*Objective*:
Find each line below that contains the string "holder" and copy every such line. Case counts.

Coordinate labeling data
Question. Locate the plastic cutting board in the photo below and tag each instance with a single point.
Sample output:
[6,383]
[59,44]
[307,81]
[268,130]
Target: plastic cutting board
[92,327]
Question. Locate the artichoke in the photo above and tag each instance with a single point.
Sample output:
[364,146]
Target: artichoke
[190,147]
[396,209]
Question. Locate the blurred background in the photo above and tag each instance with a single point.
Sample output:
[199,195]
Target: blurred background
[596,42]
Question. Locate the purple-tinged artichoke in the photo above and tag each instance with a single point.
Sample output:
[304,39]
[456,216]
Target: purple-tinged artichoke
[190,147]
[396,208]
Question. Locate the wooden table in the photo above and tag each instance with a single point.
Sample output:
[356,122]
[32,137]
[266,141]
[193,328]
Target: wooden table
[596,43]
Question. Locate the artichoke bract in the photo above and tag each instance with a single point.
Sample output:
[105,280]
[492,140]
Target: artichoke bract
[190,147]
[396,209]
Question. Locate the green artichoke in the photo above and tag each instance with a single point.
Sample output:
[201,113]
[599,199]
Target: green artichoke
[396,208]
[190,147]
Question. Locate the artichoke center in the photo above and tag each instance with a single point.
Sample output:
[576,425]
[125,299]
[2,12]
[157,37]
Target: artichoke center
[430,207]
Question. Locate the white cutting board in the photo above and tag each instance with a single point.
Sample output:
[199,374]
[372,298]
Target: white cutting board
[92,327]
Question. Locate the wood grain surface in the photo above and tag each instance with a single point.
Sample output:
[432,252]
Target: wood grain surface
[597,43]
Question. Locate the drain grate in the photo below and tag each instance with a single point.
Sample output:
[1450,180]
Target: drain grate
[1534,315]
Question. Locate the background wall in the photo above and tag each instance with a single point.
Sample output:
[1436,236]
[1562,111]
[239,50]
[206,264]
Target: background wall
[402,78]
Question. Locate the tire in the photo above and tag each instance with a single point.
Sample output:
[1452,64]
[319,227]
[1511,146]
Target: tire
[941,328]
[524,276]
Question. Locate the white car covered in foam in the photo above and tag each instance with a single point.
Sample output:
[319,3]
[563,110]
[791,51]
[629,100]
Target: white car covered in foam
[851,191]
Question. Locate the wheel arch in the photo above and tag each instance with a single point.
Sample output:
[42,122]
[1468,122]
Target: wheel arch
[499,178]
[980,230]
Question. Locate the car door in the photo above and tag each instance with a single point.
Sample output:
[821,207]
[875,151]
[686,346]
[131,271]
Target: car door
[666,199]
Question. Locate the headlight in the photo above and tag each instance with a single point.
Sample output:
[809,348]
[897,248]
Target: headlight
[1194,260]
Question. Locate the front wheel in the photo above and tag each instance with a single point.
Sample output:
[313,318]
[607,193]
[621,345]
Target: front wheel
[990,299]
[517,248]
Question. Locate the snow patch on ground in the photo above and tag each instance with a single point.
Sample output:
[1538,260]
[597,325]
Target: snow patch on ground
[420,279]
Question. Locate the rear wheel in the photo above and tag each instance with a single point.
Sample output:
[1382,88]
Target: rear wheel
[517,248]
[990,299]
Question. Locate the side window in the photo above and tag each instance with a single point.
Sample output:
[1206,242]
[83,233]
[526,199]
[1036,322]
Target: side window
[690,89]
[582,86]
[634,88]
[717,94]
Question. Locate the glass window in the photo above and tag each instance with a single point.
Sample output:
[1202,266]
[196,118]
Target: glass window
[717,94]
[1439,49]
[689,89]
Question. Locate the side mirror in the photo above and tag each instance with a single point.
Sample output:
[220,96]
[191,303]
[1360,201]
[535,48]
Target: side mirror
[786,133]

* * *

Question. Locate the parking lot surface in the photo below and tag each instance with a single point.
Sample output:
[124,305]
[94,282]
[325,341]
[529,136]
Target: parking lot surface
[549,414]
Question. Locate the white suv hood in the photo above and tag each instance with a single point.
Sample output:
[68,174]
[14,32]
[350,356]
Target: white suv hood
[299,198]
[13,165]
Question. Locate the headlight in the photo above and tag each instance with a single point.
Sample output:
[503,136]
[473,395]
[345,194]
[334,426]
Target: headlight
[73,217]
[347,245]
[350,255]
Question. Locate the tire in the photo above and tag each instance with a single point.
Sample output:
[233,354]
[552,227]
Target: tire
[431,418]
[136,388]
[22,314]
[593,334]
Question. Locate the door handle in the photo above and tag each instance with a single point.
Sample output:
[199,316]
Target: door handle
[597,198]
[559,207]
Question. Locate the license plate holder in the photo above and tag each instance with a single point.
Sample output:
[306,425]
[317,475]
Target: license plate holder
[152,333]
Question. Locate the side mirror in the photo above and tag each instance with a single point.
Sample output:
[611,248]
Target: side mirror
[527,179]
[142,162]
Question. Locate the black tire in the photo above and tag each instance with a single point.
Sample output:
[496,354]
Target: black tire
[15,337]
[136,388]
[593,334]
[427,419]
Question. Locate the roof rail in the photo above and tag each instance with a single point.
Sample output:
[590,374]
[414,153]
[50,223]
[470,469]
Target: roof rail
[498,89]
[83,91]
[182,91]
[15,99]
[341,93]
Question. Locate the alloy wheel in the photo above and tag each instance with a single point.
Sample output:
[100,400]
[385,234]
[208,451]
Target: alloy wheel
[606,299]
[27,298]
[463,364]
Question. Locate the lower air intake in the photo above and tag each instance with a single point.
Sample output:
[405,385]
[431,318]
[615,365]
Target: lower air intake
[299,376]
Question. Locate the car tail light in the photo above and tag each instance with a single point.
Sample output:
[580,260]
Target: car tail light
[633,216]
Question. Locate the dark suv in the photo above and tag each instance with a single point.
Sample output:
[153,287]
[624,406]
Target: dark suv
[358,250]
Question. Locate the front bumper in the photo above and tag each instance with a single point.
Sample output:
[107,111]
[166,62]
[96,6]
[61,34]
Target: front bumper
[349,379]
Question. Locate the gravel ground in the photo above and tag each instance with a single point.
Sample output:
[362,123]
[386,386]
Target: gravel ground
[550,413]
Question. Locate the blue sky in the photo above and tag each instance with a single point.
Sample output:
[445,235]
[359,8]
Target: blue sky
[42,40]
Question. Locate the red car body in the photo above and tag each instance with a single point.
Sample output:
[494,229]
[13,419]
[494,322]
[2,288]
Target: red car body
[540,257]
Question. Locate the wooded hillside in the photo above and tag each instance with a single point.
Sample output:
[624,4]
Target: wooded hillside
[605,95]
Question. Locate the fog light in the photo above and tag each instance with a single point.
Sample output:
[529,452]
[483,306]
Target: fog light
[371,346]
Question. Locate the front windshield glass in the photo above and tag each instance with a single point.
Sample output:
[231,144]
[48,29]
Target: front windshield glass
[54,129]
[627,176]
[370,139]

*Result of this exercise*:
Question. Locate the license plate holder in the photo above and tag each instance with a single point.
Target: license plate holder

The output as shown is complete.